::: EXTRACTED MATERIAL
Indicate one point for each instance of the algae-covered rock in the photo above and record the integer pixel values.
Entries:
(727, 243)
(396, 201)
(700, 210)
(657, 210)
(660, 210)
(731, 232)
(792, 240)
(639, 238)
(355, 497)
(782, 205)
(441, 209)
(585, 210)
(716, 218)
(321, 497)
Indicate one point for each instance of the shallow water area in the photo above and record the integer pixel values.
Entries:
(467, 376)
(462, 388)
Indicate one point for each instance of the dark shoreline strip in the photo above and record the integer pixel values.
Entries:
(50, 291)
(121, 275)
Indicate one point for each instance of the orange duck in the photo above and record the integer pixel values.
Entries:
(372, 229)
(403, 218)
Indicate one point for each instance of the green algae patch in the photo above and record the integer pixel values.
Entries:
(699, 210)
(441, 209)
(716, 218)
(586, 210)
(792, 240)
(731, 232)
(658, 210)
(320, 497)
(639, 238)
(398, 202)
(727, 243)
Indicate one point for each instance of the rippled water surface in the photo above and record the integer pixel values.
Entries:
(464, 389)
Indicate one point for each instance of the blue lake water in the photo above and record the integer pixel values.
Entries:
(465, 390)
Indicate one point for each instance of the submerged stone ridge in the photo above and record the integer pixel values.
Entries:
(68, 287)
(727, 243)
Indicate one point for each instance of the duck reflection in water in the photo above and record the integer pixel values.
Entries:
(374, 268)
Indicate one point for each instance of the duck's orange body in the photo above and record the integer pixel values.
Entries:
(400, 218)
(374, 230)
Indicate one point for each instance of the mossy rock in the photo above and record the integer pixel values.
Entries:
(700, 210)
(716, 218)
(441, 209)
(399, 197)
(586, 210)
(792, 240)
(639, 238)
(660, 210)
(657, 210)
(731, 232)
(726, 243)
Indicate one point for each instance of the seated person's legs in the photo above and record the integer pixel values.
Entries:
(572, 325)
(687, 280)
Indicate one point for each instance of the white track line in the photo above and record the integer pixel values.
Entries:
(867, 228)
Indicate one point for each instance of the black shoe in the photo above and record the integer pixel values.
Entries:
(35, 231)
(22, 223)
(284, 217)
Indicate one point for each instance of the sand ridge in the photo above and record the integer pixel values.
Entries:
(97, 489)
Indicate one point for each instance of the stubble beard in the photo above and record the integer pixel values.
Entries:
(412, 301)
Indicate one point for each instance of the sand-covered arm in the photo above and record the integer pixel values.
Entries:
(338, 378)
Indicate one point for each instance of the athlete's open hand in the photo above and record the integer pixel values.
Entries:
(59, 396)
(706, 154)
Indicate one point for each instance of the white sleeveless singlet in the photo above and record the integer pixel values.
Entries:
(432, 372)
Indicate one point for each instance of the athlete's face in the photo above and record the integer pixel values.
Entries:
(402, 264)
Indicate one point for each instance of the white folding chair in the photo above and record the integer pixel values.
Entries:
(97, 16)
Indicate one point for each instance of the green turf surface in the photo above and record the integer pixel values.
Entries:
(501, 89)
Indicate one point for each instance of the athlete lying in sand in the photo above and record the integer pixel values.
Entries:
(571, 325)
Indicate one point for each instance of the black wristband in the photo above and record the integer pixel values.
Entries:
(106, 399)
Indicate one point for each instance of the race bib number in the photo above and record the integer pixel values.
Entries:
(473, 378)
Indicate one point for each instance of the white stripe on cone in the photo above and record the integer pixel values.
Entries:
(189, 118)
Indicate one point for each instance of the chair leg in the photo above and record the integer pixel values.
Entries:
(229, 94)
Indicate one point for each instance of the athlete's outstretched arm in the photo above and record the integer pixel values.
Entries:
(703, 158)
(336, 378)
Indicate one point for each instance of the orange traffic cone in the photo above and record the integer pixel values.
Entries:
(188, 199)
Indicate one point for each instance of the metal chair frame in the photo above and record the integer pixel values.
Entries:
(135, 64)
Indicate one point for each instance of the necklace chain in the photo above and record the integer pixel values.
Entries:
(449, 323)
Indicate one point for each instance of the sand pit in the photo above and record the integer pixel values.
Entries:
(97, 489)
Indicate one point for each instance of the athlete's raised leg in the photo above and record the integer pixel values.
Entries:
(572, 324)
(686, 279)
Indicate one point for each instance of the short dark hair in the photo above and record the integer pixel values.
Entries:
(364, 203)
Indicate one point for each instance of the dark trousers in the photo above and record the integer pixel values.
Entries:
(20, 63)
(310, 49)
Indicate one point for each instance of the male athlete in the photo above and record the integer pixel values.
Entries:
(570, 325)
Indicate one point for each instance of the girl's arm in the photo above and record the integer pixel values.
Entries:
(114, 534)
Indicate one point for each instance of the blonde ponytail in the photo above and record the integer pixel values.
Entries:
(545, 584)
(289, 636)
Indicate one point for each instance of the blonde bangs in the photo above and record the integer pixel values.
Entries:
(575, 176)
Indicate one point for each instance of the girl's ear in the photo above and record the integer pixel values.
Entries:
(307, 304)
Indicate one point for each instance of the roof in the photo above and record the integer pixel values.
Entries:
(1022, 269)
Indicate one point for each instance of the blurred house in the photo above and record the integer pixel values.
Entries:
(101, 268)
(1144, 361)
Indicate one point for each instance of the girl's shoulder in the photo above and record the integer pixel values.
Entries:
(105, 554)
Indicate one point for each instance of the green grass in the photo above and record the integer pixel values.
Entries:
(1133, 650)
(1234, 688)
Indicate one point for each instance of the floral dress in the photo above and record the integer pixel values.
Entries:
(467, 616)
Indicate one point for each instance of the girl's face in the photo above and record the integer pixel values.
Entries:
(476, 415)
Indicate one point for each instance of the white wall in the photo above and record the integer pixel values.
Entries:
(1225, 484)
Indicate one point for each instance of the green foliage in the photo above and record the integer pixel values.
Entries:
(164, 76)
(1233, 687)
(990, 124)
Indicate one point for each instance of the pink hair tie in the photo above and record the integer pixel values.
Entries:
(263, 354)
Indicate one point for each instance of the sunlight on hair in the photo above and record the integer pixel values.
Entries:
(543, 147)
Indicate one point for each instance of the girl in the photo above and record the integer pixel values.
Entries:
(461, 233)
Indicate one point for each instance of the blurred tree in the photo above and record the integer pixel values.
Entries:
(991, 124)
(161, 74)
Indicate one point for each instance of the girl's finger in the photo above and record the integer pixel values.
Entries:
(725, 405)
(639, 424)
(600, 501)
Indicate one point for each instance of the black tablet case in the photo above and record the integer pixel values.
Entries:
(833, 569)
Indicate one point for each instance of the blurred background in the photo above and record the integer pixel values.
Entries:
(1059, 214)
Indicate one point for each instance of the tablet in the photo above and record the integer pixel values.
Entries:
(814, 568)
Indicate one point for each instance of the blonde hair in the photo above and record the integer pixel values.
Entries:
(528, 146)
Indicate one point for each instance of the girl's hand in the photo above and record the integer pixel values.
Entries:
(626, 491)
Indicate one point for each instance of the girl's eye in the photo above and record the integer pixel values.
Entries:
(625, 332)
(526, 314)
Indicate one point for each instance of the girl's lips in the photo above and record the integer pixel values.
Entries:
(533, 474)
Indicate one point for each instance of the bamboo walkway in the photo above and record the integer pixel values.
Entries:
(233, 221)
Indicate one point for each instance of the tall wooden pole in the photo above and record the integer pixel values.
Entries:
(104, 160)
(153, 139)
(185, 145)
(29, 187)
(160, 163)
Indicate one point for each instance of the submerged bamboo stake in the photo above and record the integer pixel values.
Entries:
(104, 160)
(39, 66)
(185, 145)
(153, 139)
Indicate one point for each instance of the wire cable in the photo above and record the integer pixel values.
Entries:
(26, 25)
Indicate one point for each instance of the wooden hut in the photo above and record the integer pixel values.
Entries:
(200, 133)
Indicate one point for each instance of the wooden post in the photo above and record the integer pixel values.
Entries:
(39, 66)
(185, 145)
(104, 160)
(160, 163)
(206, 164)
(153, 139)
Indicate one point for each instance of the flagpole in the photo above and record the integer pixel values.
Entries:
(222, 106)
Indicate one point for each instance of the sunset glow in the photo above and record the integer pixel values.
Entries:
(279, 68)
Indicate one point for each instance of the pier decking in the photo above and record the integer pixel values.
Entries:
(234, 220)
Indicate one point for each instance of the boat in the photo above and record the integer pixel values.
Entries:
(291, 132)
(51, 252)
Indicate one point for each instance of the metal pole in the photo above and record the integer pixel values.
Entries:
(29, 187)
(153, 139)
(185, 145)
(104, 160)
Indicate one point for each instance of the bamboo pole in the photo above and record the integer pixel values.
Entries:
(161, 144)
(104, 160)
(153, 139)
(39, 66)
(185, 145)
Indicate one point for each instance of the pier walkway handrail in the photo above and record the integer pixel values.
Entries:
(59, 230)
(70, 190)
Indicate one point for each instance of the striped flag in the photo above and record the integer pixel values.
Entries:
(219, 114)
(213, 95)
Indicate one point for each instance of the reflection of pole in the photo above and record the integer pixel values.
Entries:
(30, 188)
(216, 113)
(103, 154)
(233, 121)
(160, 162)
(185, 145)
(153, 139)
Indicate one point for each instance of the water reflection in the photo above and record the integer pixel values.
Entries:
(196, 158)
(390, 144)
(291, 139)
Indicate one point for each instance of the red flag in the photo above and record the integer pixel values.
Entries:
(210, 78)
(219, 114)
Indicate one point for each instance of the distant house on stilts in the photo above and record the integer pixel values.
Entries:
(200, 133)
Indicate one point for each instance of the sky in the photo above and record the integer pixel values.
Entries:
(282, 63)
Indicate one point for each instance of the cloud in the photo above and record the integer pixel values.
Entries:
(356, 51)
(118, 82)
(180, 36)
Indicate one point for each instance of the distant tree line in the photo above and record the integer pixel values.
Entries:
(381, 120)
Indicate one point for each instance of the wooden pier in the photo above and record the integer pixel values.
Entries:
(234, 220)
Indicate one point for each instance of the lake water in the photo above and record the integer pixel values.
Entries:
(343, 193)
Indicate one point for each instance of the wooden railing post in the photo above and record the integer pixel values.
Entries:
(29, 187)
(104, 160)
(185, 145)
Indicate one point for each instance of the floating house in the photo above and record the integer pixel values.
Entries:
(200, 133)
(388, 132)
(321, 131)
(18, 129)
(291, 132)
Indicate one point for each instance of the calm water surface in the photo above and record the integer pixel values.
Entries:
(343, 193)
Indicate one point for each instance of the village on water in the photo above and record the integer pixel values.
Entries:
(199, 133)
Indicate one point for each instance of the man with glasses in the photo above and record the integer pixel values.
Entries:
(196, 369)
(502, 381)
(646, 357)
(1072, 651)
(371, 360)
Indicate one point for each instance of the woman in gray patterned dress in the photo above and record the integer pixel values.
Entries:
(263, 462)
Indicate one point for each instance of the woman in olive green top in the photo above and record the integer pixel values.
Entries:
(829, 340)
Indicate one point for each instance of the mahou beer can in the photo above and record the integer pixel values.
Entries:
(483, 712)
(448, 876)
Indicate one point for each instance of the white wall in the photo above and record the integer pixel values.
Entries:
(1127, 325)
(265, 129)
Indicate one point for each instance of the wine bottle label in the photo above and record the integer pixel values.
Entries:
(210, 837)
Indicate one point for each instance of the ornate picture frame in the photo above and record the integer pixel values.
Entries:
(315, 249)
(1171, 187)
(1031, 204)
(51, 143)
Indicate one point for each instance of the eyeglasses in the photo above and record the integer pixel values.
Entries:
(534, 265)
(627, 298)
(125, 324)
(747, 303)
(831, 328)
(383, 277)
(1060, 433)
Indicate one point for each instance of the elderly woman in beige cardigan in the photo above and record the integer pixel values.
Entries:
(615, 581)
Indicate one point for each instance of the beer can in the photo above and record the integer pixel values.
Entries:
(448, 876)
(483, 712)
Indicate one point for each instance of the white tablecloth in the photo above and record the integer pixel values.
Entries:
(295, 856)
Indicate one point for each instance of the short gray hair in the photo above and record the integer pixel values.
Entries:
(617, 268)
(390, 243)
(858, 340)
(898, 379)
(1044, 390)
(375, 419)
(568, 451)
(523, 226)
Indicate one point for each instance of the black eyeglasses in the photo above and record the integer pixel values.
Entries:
::::::
• [WHAT IS EXPECTED] Reproduce only the lines between the line containing "Indicate one point for each instance of the eyeglasses" and the last line of the records, those two lines included, exactly.

• [WRITTEN RESPONSE]
Indicate one point for each instance of the eyeglasses in the photo above and record the integer pixel values.
Entries:
(534, 265)
(627, 298)
(125, 324)
(747, 303)
(831, 328)
(383, 277)
(1060, 433)
Indicate one point for each instance of the elderly woman in beige cardigan in the photo above and record the integer pixel values.
Entries:
(615, 581)
Indicate one point for each instance of the beer can in the photo above and record the integer pixel values.
Entries:
(448, 876)
(483, 712)
Indicate one point for each instance of the white tablecloth in the photo above and record the integer pixel values.
Entries:
(295, 856)
Indicate one point for each instance of the short gray hair in the photo above and record the integer pixel values.
Entries:
(617, 268)
(390, 243)
(858, 340)
(898, 379)
(1044, 390)
(375, 419)
(568, 451)
(523, 226)
Indicate one point for each instance of the black eyeglasses in the photo above and record the integer pixel values.
Entries:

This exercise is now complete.